§ Written task
Filter the listing below and copy every line that contains the string "tractor".

— Start Data excerpts —

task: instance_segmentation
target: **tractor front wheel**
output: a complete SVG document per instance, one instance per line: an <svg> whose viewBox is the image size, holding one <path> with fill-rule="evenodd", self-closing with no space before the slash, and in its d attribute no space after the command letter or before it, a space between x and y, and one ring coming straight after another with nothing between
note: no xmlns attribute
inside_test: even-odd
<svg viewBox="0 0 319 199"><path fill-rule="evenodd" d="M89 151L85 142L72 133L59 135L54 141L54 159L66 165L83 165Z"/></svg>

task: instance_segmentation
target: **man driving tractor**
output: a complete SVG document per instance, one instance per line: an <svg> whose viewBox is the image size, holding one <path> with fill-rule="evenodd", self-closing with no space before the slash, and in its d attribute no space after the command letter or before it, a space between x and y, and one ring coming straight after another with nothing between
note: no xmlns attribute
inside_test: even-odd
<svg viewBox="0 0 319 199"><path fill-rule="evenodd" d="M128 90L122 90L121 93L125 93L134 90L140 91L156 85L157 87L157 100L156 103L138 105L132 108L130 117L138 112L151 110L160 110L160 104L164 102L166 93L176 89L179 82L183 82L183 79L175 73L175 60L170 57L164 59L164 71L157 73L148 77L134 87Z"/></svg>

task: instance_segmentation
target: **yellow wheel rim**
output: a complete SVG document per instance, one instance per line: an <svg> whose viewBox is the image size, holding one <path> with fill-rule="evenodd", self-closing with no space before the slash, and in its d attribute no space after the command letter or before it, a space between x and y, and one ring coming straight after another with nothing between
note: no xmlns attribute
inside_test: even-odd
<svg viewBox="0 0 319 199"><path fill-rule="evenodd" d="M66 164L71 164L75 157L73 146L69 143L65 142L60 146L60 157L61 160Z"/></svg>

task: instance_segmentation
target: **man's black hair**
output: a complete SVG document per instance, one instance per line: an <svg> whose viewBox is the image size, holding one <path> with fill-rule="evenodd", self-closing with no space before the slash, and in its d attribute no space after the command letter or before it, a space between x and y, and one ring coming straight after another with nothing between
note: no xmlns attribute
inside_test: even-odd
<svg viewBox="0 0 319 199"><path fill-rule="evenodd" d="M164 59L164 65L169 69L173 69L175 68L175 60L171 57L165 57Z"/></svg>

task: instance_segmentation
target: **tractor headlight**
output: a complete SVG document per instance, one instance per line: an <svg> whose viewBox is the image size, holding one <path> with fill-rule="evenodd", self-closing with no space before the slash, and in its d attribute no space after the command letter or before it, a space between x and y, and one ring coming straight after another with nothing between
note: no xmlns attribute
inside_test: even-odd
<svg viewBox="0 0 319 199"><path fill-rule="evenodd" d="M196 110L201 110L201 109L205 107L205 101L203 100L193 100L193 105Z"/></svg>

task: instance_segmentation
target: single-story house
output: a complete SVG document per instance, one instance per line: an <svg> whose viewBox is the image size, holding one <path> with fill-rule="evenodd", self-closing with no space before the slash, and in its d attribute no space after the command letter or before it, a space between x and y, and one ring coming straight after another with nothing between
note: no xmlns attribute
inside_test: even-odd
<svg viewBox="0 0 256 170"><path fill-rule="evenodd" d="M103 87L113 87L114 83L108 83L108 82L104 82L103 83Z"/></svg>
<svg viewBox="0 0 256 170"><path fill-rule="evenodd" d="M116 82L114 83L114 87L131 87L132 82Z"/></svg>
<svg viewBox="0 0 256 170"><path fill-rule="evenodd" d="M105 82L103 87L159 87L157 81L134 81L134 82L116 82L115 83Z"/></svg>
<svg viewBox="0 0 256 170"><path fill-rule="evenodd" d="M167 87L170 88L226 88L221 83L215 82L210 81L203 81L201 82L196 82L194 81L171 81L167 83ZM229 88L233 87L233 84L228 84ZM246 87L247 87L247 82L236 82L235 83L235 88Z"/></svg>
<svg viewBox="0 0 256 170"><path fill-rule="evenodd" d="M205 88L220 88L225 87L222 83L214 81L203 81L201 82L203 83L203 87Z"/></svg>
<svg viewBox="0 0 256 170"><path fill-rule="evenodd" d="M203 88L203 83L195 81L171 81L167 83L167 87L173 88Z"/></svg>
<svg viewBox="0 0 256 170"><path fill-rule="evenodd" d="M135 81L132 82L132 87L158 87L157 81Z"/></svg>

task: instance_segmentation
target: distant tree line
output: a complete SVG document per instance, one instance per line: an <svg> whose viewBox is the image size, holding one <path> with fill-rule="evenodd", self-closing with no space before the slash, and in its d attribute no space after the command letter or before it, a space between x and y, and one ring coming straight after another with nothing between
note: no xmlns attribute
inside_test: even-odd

— End Data excerpts —

§ The output
target: **tractor front wheel**
target: **man driving tractor**
target: **tractor headlight**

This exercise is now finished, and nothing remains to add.